▶ What to produce: Exactly as written, transcribe the lines that run from the one containing "of the conical" to the end of the records below.

Records of labeled points
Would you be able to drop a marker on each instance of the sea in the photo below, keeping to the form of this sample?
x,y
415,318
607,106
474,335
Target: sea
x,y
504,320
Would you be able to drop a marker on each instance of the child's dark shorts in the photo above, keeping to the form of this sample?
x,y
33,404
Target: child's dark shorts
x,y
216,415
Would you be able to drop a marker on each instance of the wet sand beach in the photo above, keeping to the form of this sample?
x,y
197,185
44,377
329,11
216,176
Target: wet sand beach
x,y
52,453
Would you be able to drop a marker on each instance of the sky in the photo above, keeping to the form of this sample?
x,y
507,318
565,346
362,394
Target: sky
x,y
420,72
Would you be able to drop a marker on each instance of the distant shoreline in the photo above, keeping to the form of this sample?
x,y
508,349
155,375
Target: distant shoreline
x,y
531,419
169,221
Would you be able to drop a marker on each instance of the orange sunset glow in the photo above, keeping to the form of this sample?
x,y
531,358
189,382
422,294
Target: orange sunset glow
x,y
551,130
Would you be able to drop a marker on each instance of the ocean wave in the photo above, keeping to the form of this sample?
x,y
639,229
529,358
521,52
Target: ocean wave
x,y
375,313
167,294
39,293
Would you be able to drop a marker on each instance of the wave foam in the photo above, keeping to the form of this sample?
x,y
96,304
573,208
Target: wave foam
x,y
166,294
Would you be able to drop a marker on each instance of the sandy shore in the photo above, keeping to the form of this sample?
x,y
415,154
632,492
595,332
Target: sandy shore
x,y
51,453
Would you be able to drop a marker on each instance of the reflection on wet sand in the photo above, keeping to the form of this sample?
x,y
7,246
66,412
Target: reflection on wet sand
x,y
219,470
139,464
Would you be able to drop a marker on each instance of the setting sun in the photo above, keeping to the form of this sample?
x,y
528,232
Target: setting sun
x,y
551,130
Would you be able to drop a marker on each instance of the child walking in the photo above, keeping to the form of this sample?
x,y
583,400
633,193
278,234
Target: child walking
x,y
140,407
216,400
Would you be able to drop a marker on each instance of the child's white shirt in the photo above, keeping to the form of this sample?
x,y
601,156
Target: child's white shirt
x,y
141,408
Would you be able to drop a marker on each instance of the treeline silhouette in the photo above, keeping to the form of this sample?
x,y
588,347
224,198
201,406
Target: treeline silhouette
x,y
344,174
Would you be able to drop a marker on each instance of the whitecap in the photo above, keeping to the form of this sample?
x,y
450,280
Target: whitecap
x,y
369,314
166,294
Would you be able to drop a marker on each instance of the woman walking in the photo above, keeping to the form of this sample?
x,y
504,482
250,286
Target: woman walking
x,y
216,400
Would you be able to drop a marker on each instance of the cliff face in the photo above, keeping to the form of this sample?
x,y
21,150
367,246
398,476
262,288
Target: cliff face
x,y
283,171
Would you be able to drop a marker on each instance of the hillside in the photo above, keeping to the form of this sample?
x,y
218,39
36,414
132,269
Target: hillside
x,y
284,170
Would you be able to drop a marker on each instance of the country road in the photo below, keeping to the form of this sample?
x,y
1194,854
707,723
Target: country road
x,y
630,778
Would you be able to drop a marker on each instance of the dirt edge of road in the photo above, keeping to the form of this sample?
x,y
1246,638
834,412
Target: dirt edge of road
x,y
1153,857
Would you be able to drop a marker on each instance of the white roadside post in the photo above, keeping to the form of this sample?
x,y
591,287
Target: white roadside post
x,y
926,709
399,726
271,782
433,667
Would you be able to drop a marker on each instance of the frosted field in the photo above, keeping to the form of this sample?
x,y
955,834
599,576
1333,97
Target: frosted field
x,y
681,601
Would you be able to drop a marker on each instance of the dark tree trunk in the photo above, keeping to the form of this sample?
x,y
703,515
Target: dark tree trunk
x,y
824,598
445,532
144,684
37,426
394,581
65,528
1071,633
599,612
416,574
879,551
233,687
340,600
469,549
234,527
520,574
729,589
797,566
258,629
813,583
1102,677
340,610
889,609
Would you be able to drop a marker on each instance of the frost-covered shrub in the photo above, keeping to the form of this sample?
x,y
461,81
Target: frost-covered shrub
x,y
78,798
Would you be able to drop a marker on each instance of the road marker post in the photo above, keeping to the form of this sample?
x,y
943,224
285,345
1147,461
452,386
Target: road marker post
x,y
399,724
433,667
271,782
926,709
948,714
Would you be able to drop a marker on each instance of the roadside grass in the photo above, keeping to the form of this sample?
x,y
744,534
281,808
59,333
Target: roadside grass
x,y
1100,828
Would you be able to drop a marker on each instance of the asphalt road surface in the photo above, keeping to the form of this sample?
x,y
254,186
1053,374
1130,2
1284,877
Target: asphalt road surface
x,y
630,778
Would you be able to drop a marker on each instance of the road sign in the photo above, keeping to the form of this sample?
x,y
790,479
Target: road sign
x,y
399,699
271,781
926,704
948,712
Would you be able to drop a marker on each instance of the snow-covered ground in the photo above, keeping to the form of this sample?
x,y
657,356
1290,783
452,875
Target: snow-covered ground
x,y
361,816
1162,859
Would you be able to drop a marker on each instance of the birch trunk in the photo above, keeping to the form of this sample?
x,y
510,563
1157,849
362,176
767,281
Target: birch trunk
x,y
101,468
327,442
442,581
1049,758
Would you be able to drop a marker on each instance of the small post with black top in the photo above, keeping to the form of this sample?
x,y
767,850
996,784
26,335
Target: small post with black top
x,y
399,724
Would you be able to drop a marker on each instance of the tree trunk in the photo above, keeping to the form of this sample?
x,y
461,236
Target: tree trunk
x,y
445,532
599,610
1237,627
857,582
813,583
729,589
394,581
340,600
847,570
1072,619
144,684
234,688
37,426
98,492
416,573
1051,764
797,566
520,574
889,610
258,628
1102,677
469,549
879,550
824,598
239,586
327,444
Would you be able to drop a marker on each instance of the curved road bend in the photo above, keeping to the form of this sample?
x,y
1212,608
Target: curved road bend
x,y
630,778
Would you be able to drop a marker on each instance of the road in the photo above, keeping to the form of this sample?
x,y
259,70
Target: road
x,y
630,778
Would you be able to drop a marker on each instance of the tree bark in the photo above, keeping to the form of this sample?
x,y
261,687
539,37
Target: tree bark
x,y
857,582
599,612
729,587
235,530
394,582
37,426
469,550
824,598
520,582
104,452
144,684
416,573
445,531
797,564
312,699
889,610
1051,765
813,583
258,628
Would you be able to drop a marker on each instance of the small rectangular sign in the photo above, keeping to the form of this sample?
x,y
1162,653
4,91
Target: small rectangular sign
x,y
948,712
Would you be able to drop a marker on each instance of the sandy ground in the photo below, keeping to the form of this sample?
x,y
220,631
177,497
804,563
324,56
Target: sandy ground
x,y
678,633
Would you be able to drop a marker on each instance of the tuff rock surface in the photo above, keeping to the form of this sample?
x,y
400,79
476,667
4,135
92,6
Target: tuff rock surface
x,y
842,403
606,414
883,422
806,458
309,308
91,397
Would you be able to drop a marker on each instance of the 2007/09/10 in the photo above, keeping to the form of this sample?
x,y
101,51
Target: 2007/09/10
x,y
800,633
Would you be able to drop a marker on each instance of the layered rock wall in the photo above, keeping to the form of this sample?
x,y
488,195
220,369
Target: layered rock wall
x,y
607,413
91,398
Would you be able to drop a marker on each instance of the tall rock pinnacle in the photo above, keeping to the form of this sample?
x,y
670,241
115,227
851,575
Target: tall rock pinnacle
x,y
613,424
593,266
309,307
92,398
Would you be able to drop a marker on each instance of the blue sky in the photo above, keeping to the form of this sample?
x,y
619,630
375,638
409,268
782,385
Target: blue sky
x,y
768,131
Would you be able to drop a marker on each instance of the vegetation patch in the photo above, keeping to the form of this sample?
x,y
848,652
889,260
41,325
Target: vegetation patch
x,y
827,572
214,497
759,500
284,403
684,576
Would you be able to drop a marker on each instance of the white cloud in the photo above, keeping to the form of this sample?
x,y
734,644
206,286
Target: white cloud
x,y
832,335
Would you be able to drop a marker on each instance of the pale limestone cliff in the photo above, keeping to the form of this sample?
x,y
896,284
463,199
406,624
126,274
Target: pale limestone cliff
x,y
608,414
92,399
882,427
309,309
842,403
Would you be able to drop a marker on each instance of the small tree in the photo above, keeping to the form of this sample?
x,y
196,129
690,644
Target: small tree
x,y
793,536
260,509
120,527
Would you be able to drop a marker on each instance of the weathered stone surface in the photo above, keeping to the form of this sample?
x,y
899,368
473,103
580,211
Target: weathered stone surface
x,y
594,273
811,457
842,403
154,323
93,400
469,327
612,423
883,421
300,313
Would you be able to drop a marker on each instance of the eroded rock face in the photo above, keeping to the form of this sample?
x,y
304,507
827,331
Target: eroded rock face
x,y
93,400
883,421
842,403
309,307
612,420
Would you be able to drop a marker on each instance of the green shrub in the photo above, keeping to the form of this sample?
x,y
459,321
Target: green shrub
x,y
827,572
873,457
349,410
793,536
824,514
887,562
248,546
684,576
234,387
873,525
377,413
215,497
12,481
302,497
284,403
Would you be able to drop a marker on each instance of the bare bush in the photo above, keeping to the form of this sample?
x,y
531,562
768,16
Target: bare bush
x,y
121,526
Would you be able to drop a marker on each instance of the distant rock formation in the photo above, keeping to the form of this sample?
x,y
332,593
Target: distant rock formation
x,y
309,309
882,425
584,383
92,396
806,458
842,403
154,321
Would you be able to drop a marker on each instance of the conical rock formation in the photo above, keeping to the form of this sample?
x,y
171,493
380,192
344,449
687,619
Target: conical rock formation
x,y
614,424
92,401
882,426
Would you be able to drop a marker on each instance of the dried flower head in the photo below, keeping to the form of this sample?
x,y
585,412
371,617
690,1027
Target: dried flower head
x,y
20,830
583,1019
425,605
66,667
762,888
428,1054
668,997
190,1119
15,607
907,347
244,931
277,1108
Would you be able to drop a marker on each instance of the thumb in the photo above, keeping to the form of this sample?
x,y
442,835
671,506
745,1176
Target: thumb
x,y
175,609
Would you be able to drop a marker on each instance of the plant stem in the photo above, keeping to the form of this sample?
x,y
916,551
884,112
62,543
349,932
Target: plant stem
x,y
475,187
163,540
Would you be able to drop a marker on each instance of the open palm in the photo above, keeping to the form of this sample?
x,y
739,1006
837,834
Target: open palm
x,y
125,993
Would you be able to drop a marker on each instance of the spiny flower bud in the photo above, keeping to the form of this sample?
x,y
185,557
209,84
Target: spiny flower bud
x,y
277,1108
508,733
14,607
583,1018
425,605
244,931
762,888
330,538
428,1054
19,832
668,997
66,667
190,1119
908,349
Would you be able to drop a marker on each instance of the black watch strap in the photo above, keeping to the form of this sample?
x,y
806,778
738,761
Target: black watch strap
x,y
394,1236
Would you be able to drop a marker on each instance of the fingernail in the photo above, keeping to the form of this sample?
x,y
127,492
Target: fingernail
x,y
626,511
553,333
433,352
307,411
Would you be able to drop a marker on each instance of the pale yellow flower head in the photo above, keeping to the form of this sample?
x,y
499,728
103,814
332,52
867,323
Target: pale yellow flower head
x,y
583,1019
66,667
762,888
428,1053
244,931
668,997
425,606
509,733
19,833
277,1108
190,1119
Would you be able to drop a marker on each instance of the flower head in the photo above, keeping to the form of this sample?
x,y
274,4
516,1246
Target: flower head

▶ Exercise answer:
Would you be able to drop a marker on each instance of the conical rock formation in the photo above, keeping to the form of this sample?
x,y
171,493
380,192
344,449
687,619
Target: conical rock formation
x,y
614,424
92,401
882,426
Would you be able to drop a marker on each instance of the dried flower head in the photo below, keeping to the form of this sample?
x,y
585,412
371,617
690,1027
Target: dried flower head
x,y
20,830
583,1019
425,605
66,667
762,888
428,1054
668,997
190,1119
15,607
907,347
244,931
277,1108
Would you be able to drop a marker on each instance of the thumb in the photo above, keeping to the form of this sample?
x,y
442,835
671,506
745,1176
Target: thumb
x,y
175,609
Would you be able to drop a marker on each instance of the plant stem in the photo above, keeping to the form of this sample?
x,y
916,551
884,112
62,543
349,932
Target: plant stem
x,y
475,187
163,540
Would you be able to drop a marker on each instance of the open palm in the photo above, keeping to the form of this sample?
x,y
739,1006
837,834
Target: open palm
x,y
125,993
Would you be able to drop a marker on each instance of the spiny flower bud in the photo above, keeping to the form of this sample?
x,y
185,557
209,84
Target: spiny flower bud
x,y
277,1108
508,733
14,607
583,1018
425,605
244,931
762,888
330,538
428,1054
19,832
668,997
66,667
190,1119
908,349
Would you be able to drop a marker on each instance of the black watch strap in the photo above, keeping to the form of this sample?
x,y
806,778
738,761
Target: black watch strap
x,y
394,1236
Would you be able to drop a marker on each instance of the fingernail in the photo above, keeping to the form of this sample?
x,y
127,492
Target: fingernail
x,y
626,511
553,333
433,352
307,411
Would you be able to drop a marker on each instance of the pale yellow flower head in the photo above, keeping to the form of this sample?
x,y
499,728
103,814
332,52
867,323
Target: pale yellow flower head
x,y
583,1019
66,667
762,888
428,1053
244,931
668,997
425,606
509,733
19,833
277,1108
190,1119
Would you be able to drop a marker on each instance of the flower head in the photo above, keeping to the form of this sample?
x,y
274,4
516,1246
Target: flower head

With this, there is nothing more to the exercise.